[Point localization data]
----

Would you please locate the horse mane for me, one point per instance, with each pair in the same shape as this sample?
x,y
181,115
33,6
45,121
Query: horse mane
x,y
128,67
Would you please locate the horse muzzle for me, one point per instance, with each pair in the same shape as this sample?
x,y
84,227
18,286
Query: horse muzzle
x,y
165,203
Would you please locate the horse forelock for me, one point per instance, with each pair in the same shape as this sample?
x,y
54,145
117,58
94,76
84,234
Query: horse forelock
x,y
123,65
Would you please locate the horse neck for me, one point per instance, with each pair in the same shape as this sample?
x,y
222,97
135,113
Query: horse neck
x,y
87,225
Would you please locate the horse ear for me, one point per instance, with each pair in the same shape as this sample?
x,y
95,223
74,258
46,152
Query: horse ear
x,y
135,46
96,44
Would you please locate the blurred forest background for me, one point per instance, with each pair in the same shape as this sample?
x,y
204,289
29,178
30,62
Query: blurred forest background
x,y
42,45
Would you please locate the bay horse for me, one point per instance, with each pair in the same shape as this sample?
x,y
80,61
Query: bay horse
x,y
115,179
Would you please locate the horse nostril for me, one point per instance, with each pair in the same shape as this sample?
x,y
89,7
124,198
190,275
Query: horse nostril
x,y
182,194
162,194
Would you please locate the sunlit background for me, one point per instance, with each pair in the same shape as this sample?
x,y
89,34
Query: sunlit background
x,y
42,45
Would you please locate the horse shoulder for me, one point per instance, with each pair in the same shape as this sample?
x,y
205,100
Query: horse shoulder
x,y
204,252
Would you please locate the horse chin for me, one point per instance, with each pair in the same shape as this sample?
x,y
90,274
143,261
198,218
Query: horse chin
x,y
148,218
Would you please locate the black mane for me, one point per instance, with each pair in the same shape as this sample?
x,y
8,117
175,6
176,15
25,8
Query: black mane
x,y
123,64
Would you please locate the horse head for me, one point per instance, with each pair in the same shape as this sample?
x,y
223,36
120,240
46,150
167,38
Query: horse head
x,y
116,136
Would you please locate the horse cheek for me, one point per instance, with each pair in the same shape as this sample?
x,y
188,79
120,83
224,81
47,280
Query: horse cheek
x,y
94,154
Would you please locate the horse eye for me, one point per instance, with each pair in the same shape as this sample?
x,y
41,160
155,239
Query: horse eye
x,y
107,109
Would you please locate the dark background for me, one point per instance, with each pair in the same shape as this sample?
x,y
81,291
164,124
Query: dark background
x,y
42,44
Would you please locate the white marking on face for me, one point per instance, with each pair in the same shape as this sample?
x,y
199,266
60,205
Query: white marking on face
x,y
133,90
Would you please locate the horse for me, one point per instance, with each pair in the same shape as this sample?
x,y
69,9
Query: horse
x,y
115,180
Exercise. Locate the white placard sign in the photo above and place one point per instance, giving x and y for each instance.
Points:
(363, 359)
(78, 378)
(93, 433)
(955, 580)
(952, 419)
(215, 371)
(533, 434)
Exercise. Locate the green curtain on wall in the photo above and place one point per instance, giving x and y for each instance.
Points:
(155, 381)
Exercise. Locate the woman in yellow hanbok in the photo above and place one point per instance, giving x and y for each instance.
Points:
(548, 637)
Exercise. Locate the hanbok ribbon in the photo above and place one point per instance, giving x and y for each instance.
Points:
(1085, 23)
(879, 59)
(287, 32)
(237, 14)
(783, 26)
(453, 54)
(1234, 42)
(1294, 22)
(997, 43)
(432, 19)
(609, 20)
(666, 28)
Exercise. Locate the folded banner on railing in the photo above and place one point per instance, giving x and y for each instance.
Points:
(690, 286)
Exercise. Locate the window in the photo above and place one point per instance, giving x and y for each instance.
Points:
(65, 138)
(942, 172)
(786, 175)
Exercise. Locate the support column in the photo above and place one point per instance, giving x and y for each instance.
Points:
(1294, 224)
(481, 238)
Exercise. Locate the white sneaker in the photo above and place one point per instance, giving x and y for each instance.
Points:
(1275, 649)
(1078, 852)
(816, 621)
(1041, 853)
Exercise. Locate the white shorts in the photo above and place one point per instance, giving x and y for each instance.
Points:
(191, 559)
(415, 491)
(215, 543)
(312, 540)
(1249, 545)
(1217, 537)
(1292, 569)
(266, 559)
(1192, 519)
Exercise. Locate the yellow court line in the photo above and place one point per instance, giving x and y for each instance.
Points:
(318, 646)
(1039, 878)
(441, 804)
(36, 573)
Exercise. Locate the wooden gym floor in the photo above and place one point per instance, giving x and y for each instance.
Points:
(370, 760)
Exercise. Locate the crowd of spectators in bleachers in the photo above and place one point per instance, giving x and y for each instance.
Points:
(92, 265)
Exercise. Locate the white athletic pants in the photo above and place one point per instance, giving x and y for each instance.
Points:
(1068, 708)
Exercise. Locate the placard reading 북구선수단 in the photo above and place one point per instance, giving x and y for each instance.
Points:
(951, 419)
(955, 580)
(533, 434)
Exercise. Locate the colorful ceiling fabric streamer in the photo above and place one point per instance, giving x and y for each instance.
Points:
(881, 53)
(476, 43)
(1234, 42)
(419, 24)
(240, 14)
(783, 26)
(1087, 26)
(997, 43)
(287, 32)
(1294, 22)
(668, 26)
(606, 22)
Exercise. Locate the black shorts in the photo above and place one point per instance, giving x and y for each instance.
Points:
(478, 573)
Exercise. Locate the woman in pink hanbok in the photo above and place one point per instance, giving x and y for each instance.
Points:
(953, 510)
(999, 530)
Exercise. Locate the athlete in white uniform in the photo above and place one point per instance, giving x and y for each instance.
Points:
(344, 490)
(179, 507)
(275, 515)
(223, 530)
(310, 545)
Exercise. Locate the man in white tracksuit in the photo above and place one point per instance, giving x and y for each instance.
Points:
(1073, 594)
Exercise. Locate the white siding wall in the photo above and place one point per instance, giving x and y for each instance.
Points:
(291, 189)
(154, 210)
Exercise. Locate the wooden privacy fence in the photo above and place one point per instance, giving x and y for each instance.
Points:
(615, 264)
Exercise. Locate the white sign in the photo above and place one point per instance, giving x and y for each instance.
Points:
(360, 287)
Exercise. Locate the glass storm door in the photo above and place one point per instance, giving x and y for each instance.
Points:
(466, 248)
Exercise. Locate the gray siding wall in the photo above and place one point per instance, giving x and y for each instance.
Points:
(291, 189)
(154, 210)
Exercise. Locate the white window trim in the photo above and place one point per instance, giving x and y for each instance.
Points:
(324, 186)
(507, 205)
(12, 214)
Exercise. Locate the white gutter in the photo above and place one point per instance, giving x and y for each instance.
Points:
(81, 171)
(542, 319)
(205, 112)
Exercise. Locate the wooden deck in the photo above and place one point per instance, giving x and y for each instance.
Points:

----

WHAT IS NEEDED: Among the records above, only the lines between the line holding "Exercise. Locate the support" and the line holding "Exercise. Locate the white shorts", inclusive, are to be output, exactly as written.

ANSWER BOX:
Exercise. Locate the support column in the photo above and place one point per instance, giving x and y for each instance.
Points:
(1294, 224)
(481, 238)
Exercise. Locate the white sneaker in the photo above and place one point per instance, giving x and y for each instance.
Points:
(1275, 649)
(1078, 852)
(816, 621)
(1041, 853)
Exercise. Locate the white shorts in the photo above and place one point per instance, giving x and y for each instance.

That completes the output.